## [PROBLÈME COURT A]
Dans l'extrait ci-dessous, reproduisez le passage allant de « une constatation arbitraire » jusqu'à « l'issue du litige. » en substituant « différend » à « litige ».
======== TEXTE PRÉSENTÉ ========
Le recourant prétend également que l'ancien chemin vicinal séparant les parcelles nos 5047 et 4653 ne serait pas couvert, comme l'a retenu la cour cantonale, à tout le moins dans la partie sur laquelle donnent les fenêtres du bâtiment n° 44. Il ressort toutefois des photographies versées au dossier que ce chemin était protégé sur la totalité de son tronçon par des tôles ondulées, posées à titre provisoire et amovibles, dont certaines sont tombées avec les intempéries, ce qui exclut a priori
 
une constatation arbitraire des faits sur ce point. Au demeurant, le recourant n'explique pas en quoi ce fait serait pertinent pour l'issue du litige.
========
## [PROBLÈME COURT B]
Comptez les lignes des enregistrements ci-dessous qui contiennent la chaîne « tree », en respectant la casse, et donnez uniquement ce nombre.
======== LES ENREGISTREMENTS ========
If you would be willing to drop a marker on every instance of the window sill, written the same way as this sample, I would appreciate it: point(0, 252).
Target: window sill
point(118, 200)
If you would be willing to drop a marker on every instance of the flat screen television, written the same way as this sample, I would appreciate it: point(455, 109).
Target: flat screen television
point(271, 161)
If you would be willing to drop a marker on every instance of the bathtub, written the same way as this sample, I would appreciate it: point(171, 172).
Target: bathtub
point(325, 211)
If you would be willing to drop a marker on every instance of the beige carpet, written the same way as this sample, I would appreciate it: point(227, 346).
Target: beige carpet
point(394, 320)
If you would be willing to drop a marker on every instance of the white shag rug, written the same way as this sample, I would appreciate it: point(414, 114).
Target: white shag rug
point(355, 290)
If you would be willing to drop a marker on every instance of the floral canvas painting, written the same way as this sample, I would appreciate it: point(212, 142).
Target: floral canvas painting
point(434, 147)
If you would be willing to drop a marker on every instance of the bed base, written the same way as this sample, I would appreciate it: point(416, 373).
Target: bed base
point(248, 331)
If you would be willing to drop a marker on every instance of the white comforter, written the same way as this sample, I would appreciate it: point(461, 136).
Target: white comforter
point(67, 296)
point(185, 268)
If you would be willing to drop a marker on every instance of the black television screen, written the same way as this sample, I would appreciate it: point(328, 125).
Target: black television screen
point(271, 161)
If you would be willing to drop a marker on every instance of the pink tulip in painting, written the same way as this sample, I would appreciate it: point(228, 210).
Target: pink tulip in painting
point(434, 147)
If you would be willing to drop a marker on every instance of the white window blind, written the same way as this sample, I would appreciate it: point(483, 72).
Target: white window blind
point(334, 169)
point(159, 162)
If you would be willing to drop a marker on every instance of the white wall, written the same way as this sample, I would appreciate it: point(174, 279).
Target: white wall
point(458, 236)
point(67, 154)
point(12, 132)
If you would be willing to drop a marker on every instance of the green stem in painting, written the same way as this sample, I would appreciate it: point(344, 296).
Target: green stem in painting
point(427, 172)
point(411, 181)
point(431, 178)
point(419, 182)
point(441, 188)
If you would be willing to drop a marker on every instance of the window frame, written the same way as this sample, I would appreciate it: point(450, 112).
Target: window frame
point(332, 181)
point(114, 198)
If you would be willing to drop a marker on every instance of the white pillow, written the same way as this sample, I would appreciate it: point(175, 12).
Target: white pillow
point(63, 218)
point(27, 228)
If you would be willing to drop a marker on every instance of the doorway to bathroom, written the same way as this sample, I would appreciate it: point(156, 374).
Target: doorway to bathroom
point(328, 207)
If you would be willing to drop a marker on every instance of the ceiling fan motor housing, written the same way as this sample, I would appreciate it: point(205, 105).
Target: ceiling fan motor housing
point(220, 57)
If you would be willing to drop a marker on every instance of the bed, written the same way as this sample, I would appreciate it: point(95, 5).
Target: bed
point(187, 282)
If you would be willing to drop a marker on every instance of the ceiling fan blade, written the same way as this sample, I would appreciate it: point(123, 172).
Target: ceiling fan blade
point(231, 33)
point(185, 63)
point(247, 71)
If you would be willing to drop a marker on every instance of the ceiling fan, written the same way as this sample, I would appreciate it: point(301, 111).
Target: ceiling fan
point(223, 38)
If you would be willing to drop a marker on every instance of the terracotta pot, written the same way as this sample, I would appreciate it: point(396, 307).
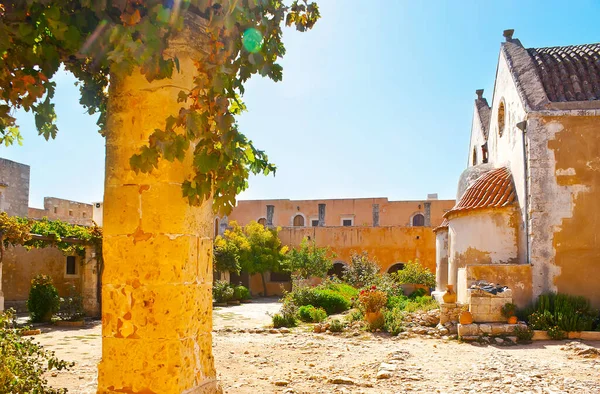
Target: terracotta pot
point(465, 318)
point(449, 295)
point(372, 317)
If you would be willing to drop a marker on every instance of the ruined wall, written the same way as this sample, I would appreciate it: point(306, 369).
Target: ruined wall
point(20, 266)
point(68, 211)
point(565, 204)
point(14, 188)
point(390, 213)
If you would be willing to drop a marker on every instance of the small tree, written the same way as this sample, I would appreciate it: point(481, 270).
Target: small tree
point(255, 249)
point(414, 273)
point(309, 260)
point(265, 252)
point(362, 270)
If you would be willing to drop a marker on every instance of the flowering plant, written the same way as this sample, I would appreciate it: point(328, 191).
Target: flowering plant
point(372, 300)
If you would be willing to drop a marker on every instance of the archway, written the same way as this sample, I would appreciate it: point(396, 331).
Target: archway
point(337, 270)
point(418, 220)
point(395, 268)
point(298, 221)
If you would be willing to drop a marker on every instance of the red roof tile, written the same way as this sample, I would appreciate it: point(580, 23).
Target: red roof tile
point(442, 226)
point(494, 189)
point(569, 73)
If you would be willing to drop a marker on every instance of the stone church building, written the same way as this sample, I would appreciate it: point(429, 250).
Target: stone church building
point(528, 205)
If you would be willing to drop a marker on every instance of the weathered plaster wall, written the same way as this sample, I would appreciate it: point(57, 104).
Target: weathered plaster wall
point(14, 188)
point(516, 276)
point(565, 204)
point(69, 211)
point(507, 150)
point(20, 266)
point(441, 259)
point(391, 213)
point(481, 237)
point(389, 245)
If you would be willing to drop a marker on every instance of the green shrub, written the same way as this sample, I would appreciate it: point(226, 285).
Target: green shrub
point(280, 320)
point(415, 273)
point(565, 312)
point(344, 289)
point(336, 326)
point(24, 363)
point(304, 313)
point(555, 332)
point(318, 315)
point(71, 307)
point(394, 321)
point(310, 314)
point(222, 291)
point(412, 303)
point(331, 301)
point(362, 271)
point(241, 293)
point(43, 299)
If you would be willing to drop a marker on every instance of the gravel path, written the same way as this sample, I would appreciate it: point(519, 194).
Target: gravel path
point(305, 362)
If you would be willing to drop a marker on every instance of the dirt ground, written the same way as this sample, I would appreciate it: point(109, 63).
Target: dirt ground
point(305, 362)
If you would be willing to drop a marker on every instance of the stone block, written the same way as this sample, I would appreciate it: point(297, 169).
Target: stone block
point(539, 335)
point(590, 335)
point(485, 328)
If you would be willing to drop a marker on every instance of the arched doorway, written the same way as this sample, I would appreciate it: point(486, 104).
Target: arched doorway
point(395, 268)
point(418, 220)
point(298, 221)
point(337, 270)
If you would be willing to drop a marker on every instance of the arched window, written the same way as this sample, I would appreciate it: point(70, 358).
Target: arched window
point(395, 268)
point(298, 221)
point(501, 118)
point(418, 220)
point(338, 269)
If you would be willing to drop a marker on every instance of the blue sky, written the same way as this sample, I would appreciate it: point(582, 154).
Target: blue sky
point(376, 100)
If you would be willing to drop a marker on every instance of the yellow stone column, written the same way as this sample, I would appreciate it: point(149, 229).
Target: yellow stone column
point(156, 285)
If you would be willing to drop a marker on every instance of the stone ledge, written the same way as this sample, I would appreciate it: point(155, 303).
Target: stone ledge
point(539, 335)
point(489, 329)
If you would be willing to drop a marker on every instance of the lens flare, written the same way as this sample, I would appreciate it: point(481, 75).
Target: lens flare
point(252, 40)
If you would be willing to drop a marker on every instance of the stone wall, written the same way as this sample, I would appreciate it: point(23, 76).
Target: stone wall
point(14, 188)
point(66, 210)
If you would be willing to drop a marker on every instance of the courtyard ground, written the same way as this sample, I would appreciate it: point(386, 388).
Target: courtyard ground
point(305, 362)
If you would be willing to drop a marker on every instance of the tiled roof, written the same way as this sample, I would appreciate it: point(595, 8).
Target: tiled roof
point(442, 226)
point(569, 73)
point(484, 111)
point(494, 189)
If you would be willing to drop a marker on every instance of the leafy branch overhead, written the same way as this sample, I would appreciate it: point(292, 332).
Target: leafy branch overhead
point(93, 39)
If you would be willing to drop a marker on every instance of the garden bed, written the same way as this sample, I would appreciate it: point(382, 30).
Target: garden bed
point(540, 335)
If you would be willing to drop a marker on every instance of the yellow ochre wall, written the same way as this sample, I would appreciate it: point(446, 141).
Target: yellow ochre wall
point(576, 243)
point(391, 213)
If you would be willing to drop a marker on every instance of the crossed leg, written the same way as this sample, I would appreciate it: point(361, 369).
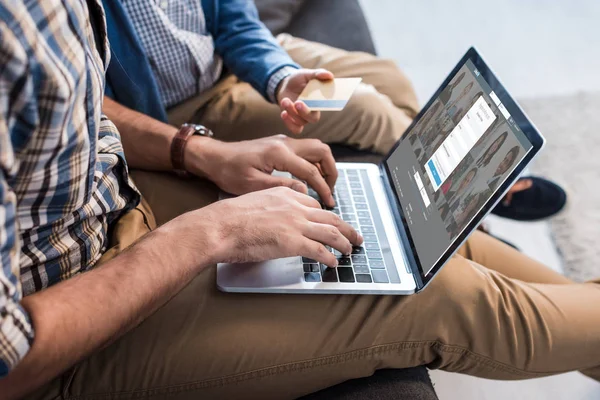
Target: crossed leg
point(471, 319)
point(379, 112)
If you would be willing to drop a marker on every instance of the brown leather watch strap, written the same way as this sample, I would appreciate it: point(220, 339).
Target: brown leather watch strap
point(178, 148)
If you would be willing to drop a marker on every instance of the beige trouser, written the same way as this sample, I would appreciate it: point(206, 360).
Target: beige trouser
point(491, 311)
point(379, 112)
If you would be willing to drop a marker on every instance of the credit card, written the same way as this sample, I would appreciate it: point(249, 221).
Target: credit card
point(330, 95)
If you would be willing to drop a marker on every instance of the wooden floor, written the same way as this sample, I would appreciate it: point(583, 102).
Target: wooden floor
point(537, 49)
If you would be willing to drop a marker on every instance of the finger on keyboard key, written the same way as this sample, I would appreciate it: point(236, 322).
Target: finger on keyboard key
point(359, 259)
point(361, 268)
point(363, 278)
point(358, 250)
point(379, 276)
point(328, 274)
point(312, 277)
point(344, 261)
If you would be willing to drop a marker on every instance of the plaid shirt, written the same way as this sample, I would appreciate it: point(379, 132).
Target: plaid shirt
point(180, 50)
point(63, 176)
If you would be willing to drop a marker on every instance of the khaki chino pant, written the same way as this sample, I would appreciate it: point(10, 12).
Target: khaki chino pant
point(491, 312)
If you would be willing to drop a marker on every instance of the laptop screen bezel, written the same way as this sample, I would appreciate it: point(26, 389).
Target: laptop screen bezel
point(521, 120)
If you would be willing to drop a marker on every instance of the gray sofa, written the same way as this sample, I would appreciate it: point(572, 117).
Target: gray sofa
point(341, 23)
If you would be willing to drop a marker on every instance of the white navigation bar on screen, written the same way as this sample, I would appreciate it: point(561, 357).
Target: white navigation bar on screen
point(460, 141)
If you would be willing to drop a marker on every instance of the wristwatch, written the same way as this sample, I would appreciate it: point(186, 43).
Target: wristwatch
point(180, 141)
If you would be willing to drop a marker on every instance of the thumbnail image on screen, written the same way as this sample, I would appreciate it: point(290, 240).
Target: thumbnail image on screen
========
## [RÉSULTAT DE TÂCHE A]
une constatation arbitraire des faits sur ce point. Au demeurant, le recourant n'explique pas en quoi ce fait serait pertinent pour l'issue du différend.

## [RÉSULTAT DE TÂCHE B]
2